→ Records shown
━━━━━━

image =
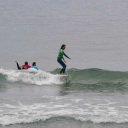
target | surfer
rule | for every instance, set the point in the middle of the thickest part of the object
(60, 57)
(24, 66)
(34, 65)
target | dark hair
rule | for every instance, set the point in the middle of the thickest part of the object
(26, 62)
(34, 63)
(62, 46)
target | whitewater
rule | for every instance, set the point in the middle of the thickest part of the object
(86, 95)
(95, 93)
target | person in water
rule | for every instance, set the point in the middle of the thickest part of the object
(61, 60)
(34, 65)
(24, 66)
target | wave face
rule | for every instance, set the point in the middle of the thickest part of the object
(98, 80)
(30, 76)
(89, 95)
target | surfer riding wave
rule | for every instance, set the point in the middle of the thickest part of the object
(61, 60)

━━━━━━

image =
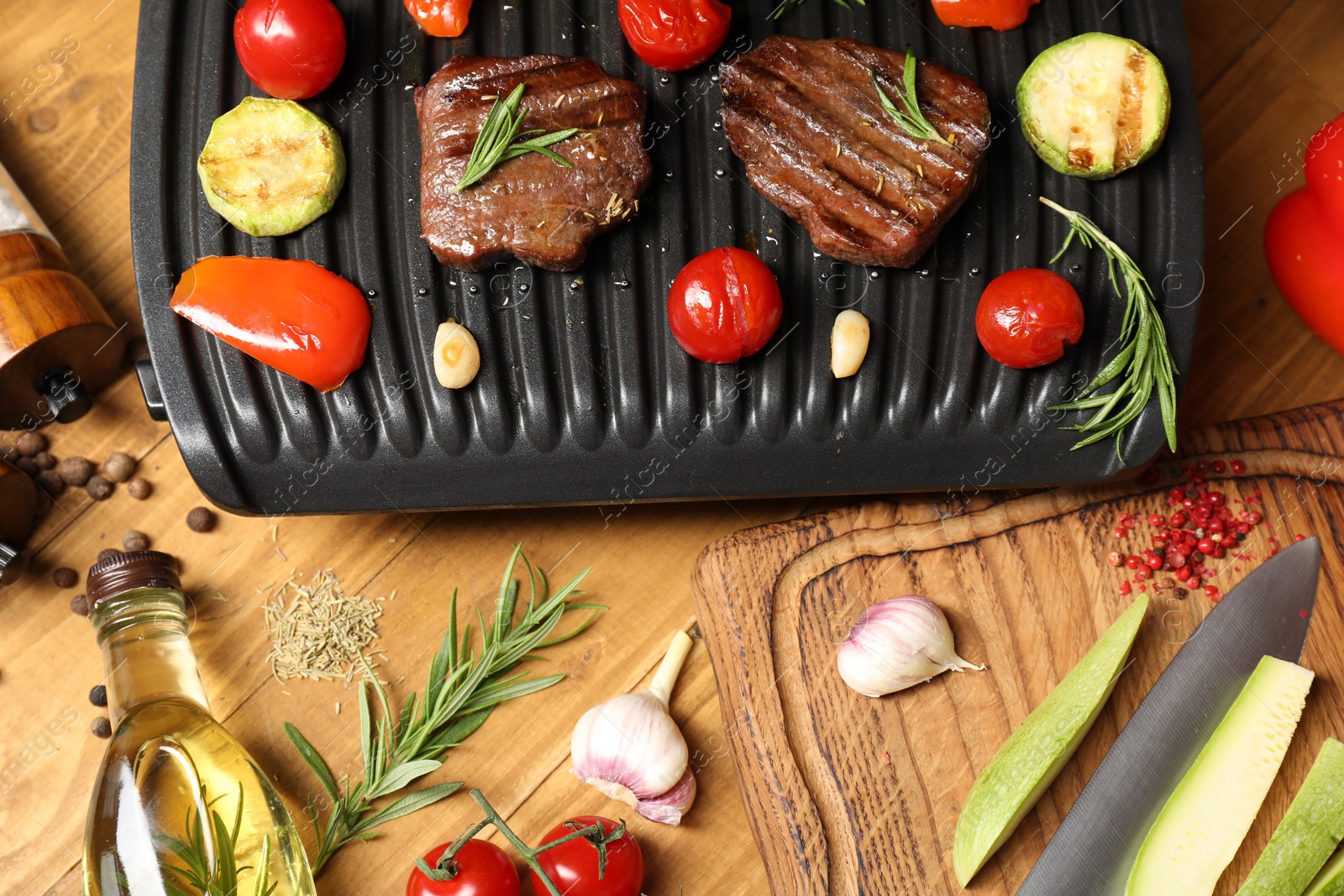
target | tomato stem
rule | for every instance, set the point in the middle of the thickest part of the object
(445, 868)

━━━━━━

→ What is being asked
From the listing, tally every line with the word "wave" in it and give only the tally.

→ Solved exercise
2